EXERCISE REQUIREMENTS: Exactly reproduce the lines from the line containing "Player-spacing review: tag the dog's short" to the end of the data below, inclusive, and nothing else.

DATA PROVIDED:
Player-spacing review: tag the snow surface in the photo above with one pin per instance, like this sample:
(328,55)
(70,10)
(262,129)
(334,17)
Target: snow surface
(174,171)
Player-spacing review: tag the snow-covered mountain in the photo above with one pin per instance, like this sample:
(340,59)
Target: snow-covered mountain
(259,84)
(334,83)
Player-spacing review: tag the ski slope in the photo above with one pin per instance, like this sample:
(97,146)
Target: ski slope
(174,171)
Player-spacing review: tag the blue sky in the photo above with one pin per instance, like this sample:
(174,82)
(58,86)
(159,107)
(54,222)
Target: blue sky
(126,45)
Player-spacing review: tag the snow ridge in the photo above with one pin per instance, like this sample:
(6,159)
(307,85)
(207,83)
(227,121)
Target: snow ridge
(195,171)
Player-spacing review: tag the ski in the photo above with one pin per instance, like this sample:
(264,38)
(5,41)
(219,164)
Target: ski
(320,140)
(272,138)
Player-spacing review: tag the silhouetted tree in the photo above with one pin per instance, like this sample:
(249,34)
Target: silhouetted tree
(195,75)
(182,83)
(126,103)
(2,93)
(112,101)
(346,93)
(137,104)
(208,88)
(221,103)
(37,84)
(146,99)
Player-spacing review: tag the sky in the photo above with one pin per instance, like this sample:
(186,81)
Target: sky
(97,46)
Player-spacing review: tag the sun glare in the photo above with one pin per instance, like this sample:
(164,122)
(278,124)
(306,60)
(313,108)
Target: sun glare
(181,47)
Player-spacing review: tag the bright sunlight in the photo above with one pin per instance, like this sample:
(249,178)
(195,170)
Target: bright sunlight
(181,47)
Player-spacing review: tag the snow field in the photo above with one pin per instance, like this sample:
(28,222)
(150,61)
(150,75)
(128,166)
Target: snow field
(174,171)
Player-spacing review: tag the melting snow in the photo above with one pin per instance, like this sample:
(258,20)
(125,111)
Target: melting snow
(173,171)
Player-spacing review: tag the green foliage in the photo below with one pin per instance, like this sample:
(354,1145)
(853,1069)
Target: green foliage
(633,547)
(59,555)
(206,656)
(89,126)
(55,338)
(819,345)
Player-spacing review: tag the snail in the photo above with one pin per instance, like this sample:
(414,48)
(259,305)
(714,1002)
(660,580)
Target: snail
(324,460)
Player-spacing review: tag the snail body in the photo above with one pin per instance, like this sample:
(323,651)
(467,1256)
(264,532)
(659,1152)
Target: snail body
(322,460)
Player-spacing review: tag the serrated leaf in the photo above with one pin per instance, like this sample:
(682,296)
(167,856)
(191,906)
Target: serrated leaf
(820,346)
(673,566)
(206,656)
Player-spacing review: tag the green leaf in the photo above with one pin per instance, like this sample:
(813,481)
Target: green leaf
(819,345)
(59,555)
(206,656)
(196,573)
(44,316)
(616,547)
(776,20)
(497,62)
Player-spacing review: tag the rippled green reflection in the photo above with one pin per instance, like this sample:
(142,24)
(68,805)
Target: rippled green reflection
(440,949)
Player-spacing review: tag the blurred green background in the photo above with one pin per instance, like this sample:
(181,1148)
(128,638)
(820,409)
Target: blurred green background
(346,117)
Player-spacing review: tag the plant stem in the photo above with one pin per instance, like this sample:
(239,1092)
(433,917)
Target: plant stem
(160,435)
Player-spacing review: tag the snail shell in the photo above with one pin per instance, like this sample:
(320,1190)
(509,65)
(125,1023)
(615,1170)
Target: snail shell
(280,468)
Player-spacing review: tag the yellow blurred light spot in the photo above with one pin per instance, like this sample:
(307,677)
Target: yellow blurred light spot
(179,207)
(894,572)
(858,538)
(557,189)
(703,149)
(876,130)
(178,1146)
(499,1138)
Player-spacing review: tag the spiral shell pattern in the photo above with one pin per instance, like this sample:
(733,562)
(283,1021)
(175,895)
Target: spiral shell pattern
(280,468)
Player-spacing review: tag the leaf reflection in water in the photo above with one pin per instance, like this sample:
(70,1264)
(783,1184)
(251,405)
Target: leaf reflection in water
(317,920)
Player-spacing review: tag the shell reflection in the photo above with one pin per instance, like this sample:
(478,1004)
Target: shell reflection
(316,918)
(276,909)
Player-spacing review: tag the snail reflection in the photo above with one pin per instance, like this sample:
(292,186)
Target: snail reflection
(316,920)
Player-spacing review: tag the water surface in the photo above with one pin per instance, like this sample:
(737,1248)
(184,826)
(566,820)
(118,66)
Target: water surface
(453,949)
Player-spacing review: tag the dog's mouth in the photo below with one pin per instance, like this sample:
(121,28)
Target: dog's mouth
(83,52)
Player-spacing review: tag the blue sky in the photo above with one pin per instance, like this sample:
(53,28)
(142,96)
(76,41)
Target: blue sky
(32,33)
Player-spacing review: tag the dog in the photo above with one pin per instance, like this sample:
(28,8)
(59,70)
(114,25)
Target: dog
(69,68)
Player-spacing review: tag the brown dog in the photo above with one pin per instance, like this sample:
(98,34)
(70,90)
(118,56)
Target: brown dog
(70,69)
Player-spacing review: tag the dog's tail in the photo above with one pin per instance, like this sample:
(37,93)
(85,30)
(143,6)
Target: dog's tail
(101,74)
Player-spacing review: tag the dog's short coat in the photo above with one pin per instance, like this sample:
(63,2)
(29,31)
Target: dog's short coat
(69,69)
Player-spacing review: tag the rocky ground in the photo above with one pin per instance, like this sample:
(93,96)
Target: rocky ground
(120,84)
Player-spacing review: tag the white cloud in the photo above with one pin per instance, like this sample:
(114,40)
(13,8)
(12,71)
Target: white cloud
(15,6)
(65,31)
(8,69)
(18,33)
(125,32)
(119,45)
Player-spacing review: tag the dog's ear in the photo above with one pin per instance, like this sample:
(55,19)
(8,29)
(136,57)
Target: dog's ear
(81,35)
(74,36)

THE COMPLETED TASK:
Player-spacing review: tag the dog's short coat in the photo above with one pin per instance, like this sample:
(63,2)
(29,31)
Target: dog's short coat
(69,69)
Player-spacing review: tag the rocky ground in the photo above with one pin per instance, like this sample:
(93,96)
Target: rocky ground
(120,84)
Player-spacing review: tag the white cloud in the photo above with one pin per instance, like this sample:
(114,40)
(13,8)
(12,71)
Target: white cloud
(15,6)
(65,31)
(8,69)
(18,33)
(125,32)
(119,45)
Player-spacing review: tag the dog's ear in the photo above with one pin per instance, like this sample:
(55,19)
(8,29)
(136,57)
Target: dog's ear
(81,35)
(74,36)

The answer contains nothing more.